_Brief_:
Please count the lines below that contain the word "leaf" and reply with the number alone.

_Raw records_:
>> start

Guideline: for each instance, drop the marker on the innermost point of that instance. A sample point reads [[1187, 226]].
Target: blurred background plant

>> end
>> start

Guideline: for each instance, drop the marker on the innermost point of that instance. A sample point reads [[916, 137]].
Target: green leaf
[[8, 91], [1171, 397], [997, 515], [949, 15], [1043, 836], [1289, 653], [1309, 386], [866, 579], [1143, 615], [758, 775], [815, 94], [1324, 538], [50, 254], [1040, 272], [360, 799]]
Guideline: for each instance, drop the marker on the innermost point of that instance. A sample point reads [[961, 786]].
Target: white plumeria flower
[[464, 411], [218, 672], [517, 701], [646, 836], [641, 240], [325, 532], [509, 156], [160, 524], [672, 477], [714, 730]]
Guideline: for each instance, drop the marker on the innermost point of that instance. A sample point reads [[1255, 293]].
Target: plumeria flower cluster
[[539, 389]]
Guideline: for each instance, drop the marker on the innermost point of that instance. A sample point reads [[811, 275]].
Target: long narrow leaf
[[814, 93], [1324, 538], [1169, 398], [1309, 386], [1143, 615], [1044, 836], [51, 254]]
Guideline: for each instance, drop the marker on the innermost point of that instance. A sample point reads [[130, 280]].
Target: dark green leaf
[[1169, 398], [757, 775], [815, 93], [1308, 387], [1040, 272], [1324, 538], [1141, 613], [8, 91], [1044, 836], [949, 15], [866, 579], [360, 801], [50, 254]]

>> end

_Full output_:
3